━━ Extrait à lire
Objectif Soins n° 208 du 01/09/2012

 

Droit

Gilles Devers  

Une IDE peut-elle d’elle-même substituer le mode d’administration qui était prescrit ? Risque-t-elle un licenciement ? Si elle le fait, en fonction de quels critères ?

Chacun connaît la formule : l’IDE pratique « en application d’une prescription médicale ». Mais que signifie exactement cette formule ? La prescription s’impose à l’infirmière, mais quelle doit être son attitude si la prescription lui apparaît dangereuse ou incohérente, ou si le mode d’administration se révèle inapproprié ? Tout va très bien si le médecin est à proximité et que l’on peut demander des explications. Mais quid dans l’infirmière se retrouve seule et qu’une situation de fait l’amène à décider ?

C’est un débat aussi quotidien qu’important pour les infirmières, et une affaire jugée par la Cour administrative d’appel de Versailles ce 22 mars 2012 donne un éclairage intéressant. L’infirmière avait été licenciée par le centre hospitalier pour avoir substitué le mode d’administration et la Cour a annulé ce licenciement. La solution n’est pas générale, mais liée aux circonstances de fait. Pour autant, la cour, à juste titre, reconnaît une part d’appréciation de l’infirmière qui est inhérente à son indépendance professionnelle. Regardons cette affaire de près.

LES FAITS JUGÉS PAR LA COUR

Carrière

Il s’agit de la situation d’une infirmière du centre hospitalier René-Dubos de Pontoise depuis novembre 2002. Elle exerçait sur un poste de nuit dans le service de suite et de réadaptation.

Il n’y avait pas d’antécédents disciplinaires. C’était donc une infirmière appréciée après six ans de service.
━━━━
━━ Entrées fournies
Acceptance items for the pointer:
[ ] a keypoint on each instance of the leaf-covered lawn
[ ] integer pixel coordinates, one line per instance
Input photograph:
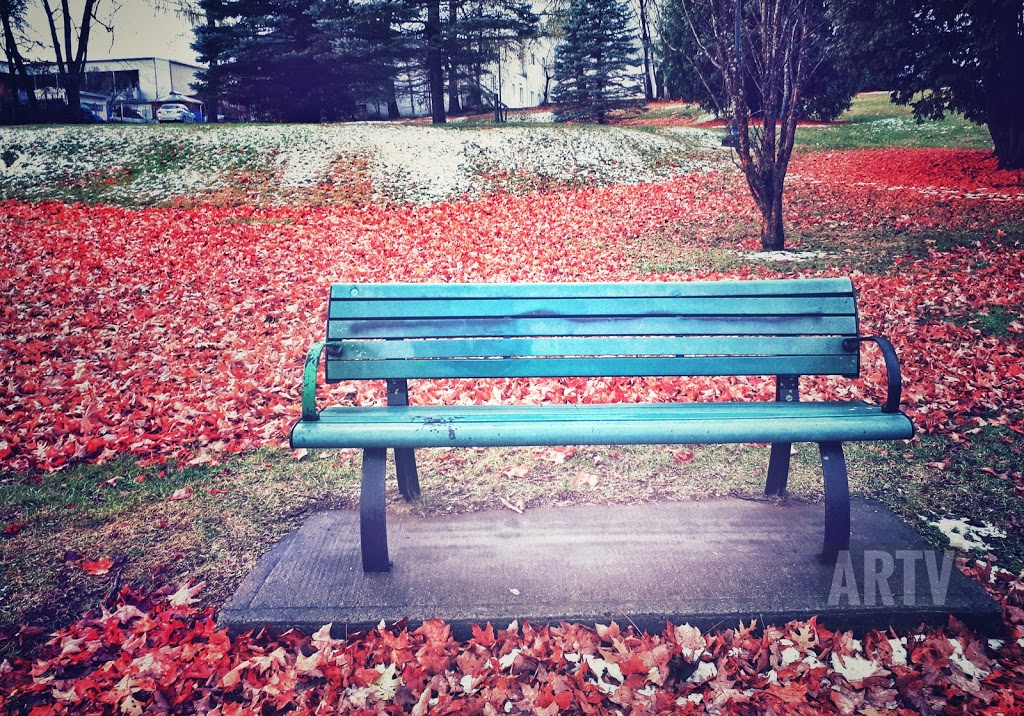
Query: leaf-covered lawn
(161, 654)
(181, 332)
━━━━
→ Liste des tâches:
**a.** Relevez toutes les dates que mentionne l'article sur le licenciement d'une infirmière.
**b.** Poursuivez l'article sur le licenciement d'une infirmière à partir de sa dernière phrase.
Les entrées ne sont d'aucune utilité pour ce travail.

→ Réponses par tâche:
**a.** 01/09/2012 ; 22 mars 2012 ; novembre 2002

**b.**
En cas de faute, l’absence d’antécédents n’interdit pas le licenciement si les faits reprochés sont de nature à justifier le départ immédiat de l’agent public. Mais l’absence d’antécédents joue beaucoup dans l’appréciation du comportement.

La substitution du mode d’administration

Les faits ont eu lieu dans la nuit du 20 au 21 mars 2008. Une patiente avait été admise la veille dans le service, porteuse d’une maladie engageant le pronostic vital, et le médecin avait prescrit un traitement morphinique par voie sous-cutanée. De fait, la patiente souffrait de douleurs intenses et le traitement aurait été efficace, mais lorsque l’infirmière a voulu pratiquer cette injection, la patiente a manifesté un refus. L’infirmière a cherché à dialoguer et à convaincre, mais rien n’y a fait.

Le dossier ne laisse pas apparaître la présence de protocoles et l’infirmière a cherché à joindre le médecin de garde, mais en vain. Aussi, d’elle-même, elle a fait le choix d’administrer le traitement morphinique par voie intraveineuse, avec une seringue électrique. La prescription médicale prévoyait une demi-ampoule de 10 mg matin et soir, et une demi-ampoule supplémentaire en cas de douleurs. L’infirmière a procédé à la mise en place de l’injection pour une dose de 10 mg en 24 heures. Le traitement a été efficace. L’infirmière a ensuite rapporté ce qui s’est passé dans le dossier de soins.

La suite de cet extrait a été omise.